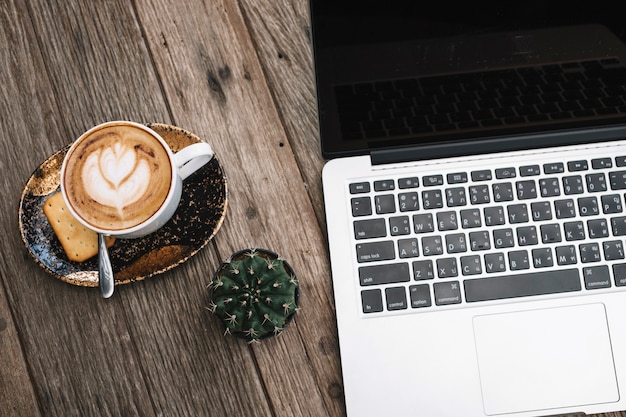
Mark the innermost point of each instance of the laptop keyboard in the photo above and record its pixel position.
(481, 100)
(517, 230)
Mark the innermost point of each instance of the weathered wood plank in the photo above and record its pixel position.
(281, 33)
(217, 88)
(145, 351)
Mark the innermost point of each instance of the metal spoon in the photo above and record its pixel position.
(105, 270)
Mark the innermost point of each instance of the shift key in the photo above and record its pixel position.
(384, 274)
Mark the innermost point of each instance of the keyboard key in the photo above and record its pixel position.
(482, 175)
(494, 216)
(618, 225)
(432, 245)
(404, 183)
(447, 293)
(541, 211)
(456, 243)
(566, 255)
(361, 206)
(371, 228)
(495, 262)
(447, 220)
(618, 180)
(518, 260)
(408, 248)
(550, 233)
(518, 213)
(526, 189)
(457, 178)
(597, 228)
(503, 238)
(502, 173)
(455, 197)
(529, 170)
(375, 251)
(384, 185)
(588, 206)
(479, 240)
(573, 185)
(601, 163)
(589, 252)
(470, 265)
(554, 168)
(423, 270)
(396, 298)
(372, 301)
(470, 218)
(360, 188)
(479, 194)
(619, 274)
(527, 235)
(432, 199)
(542, 257)
(447, 268)
(408, 202)
(419, 296)
(549, 187)
(597, 277)
(432, 180)
(522, 285)
(611, 204)
(384, 274)
(385, 204)
(574, 166)
(574, 230)
(564, 209)
(423, 223)
(502, 192)
(613, 250)
(399, 226)
(596, 182)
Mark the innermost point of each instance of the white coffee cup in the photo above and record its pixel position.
(121, 179)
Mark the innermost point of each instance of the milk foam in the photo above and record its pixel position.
(116, 176)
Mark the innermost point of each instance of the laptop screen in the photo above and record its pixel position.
(398, 73)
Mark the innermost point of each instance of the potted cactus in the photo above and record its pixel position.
(255, 294)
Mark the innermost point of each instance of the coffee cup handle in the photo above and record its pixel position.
(191, 158)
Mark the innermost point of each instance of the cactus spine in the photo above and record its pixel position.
(255, 294)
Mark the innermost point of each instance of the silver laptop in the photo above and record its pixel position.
(475, 203)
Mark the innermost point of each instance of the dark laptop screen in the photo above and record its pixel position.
(398, 73)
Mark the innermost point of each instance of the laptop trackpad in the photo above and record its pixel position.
(545, 359)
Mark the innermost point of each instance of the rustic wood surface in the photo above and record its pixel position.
(239, 75)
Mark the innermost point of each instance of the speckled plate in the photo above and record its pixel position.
(198, 218)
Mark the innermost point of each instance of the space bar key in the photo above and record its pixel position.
(522, 285)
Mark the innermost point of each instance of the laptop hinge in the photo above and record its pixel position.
(494, 145)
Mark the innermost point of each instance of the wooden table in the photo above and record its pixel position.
(239, 75)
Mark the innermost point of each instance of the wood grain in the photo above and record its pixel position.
(238, 73)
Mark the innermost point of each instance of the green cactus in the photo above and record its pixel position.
(255, 294)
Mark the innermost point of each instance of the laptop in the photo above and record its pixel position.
(475, 204)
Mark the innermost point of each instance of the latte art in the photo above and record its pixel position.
(117, 177)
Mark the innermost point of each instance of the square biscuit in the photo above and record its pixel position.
(79, 243)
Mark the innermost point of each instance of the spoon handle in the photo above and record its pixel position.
(105, 270)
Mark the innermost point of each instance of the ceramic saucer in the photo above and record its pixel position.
(198, 218)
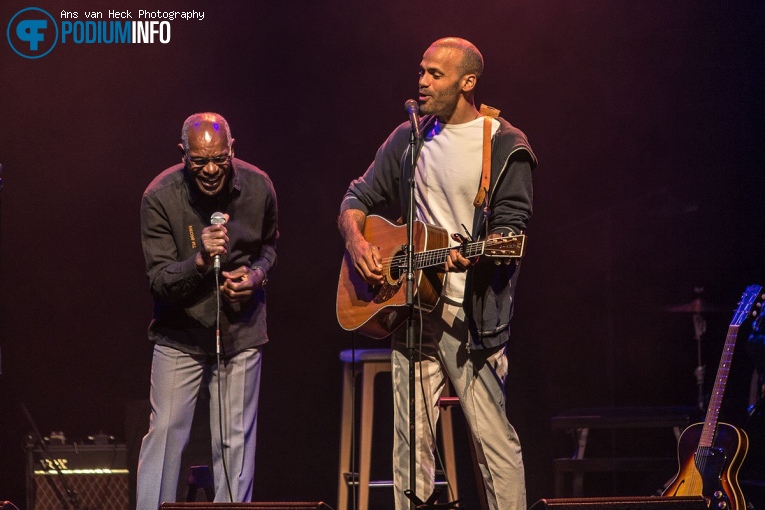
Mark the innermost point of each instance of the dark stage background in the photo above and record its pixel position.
(647, 117)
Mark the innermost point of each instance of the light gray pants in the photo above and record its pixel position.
(176, 378)
(478, 379)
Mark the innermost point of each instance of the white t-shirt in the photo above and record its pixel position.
(447, 179)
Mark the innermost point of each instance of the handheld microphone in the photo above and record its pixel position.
(413, 109)
(218, 218)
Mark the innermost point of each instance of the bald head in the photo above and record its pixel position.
(207, 126)
(472, 60)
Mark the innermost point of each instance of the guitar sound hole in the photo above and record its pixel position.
(397, 267)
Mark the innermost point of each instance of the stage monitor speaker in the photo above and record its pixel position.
(623, 503)
(96, 473)
(275, 505)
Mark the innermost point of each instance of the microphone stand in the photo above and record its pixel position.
(415, 503)
(410, 336)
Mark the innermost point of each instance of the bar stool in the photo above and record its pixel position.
(369, 363)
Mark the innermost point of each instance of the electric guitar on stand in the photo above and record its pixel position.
(710, 454)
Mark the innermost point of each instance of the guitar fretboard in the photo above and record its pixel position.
(713, 412)
(438, 256)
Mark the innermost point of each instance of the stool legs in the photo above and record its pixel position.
(346, 427)
(368, 374)
(368, 370)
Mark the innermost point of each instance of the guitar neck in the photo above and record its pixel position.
(713, 411)
(439, 256)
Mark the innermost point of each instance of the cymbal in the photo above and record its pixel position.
(698, 305)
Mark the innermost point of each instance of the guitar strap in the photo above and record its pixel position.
(488, 113)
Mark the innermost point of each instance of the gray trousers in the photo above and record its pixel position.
(478, 379)
(176, 378)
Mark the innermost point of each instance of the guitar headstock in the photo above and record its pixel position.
(750, 305)
(510, 247)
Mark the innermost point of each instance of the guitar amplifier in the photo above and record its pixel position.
(96, 475)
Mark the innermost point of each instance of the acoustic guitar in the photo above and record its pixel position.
(376, 311)
(710, 454)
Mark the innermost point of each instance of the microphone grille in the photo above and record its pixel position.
(218, 218)
(411, 106)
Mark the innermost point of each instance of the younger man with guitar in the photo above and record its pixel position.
(464, 337)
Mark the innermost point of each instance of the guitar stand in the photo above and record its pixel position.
(430, 503)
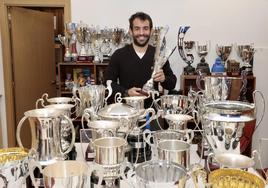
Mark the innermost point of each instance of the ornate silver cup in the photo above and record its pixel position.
(66, 42)
(71, 32)
(46, 135)
(186, 46)
(246, 53)
(13, 167)
(162, 54)
(202, 51)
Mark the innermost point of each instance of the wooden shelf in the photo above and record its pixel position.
(96, 72)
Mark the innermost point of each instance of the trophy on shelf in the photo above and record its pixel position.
(106, 45)
(246, 53)
(224, 51)
(162, 54)
(71, 32)
(117, 36)
(66, 41)
(186, 46)
(202, 51)
(96, 43)
(83, 37)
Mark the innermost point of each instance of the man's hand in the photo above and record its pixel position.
(135, 91)
(159, 76)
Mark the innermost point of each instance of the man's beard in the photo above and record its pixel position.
(141, 44)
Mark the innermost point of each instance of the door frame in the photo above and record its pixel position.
(6, 53)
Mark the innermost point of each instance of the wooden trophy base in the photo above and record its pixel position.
(85, 58)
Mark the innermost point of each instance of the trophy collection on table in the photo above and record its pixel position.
(121, 150)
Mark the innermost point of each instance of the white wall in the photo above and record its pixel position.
(220, 21)
(3, 125)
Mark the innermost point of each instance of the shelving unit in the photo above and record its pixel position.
(189, 81)
(64, 68)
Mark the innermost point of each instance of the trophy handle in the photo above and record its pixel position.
(4, 180)
(99, 170)
(110, 90)
(130, 173)
(147, 111)
(32, 165)
(73, 135)
(18, 131)
(200, 77)
(209, 157)
(189, 135)
(147, 136)
(256, 109)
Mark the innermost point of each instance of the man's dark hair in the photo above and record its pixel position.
(142, 16)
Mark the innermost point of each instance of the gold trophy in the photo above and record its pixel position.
(202, 51)
(246, 53)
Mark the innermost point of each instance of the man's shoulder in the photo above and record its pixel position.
(123, 49)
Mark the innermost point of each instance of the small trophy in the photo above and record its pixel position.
(66, 42)
(223, 52)
(71, 32)
(162, 54)
(83, 37)
(186, 46)
(202, 51)
(246, 53)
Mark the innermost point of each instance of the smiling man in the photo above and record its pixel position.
(131, 66)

_ _ _ _ _

Produce an exact copy of the lines from the one containing "the trophy collection" through the last line, and of nothing else.

Mark the innermost point of each instance of the trophy collection on table in the photo above and record its pixel position.
(121, 150)
Mark the innermost point of each instance of the white wall in the photo above and record its pixel position.
(220, 21)
(3, 125)
Mark the innermost point of each instance of the shelving unit in the photo above and record its pixel position.
(189, 81)
(64, 68)
Mark the innermost point of each instance of the trophy handle in the photo above and record its pixel position.
(4, 180)
(99, 170)
(110, 90)
(130, 173)
(147, 111)
(32, 165)
(73, 135)
(18, 131)
(200, 77)
(209, 157)
(189, 135)
(147, 136)
(256, 109)
Mark the innermost point of each instance of the man's dark hair in the photo above and record its pixel position.
(142, 16)
Mark the innermost point of each instance of the gold trophy in the photo above and record its pixel position.
(202, 51)
(246, 53)
Mark the innermost point of each instance of the man's shoulder in the photo above and record its pixel position.
(123, 49)
Mark the innermost point of each instance of the small trophy in the photo above and record its pixel position.
(66, 42)
(223, 52)
(71, 32)
(162, 54)
(83, 37)
(186, 46)
(202, 51)
(246, 53)
Mark the innermost point of each instance of the smiling man in the photo above and record its pixel position.
(131, 66)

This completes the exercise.